Problem to solve:
How many of the lines below contain the string "snow"? Reply with the number only.

**** Supplied entries ****

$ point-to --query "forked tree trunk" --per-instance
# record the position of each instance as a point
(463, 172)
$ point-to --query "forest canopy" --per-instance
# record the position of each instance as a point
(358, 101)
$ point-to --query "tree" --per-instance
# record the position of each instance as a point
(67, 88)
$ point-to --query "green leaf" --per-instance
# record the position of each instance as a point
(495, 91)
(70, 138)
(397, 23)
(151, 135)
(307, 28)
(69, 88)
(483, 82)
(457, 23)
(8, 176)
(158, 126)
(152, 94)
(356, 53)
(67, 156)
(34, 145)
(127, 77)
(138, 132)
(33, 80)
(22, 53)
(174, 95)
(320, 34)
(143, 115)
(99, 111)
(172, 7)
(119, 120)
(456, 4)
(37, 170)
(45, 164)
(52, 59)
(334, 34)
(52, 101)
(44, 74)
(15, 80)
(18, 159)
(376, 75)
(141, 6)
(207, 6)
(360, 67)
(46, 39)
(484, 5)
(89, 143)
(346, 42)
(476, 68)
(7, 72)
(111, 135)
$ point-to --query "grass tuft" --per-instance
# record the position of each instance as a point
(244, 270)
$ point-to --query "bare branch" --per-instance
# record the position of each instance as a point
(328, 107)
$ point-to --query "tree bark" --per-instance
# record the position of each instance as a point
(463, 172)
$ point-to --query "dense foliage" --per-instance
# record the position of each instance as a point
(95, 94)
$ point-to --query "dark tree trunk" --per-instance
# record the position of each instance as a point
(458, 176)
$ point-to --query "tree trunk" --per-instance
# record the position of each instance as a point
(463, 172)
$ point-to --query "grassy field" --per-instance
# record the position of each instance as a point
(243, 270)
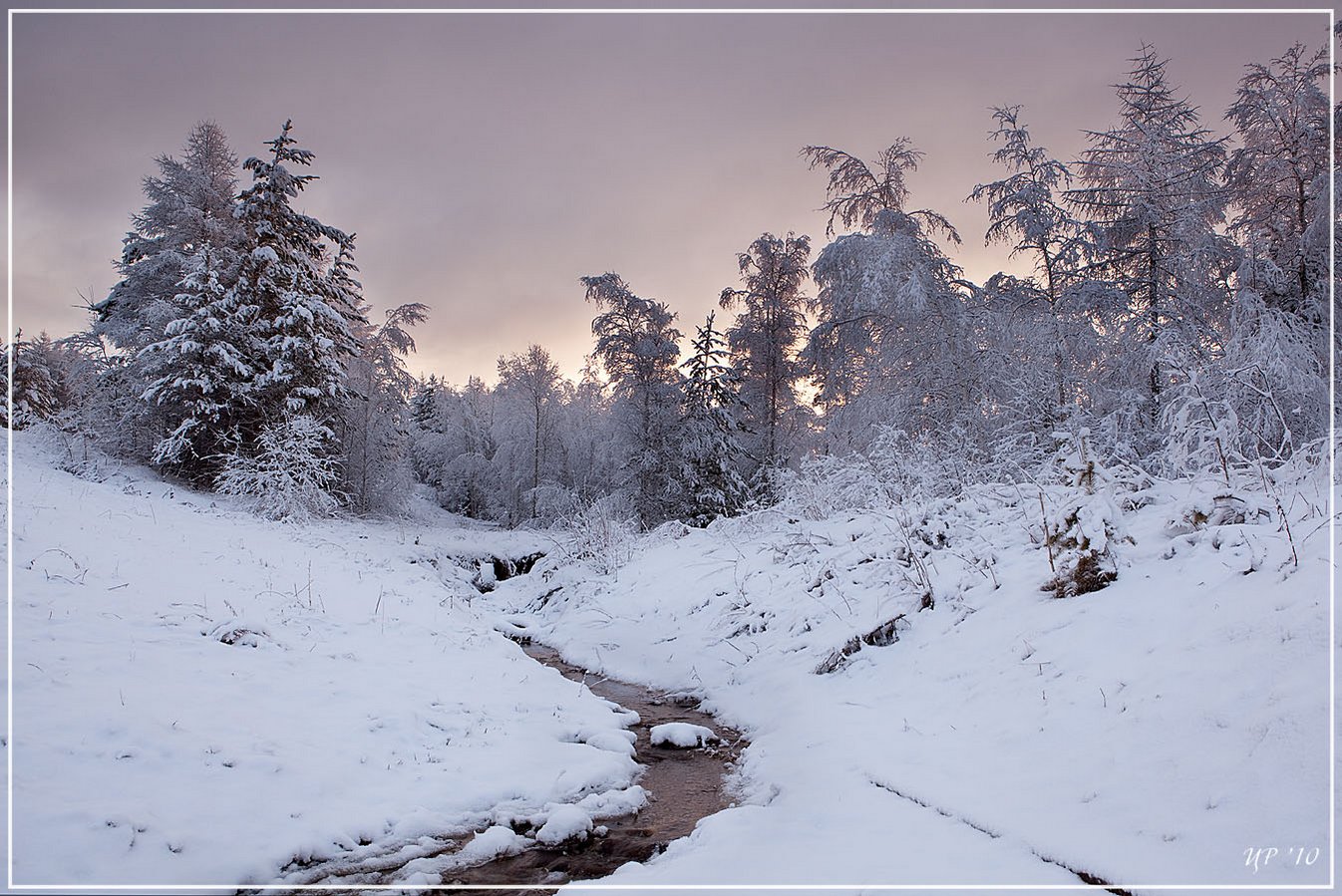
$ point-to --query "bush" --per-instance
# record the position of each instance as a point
(291, 475)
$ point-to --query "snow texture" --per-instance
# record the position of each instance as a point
(682, 734)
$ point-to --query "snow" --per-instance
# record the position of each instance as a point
(364, 698)
(565, 822)
(682, 734)
(1149, 733)
(202, 697)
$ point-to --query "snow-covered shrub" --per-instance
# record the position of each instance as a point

****

Full answer:
3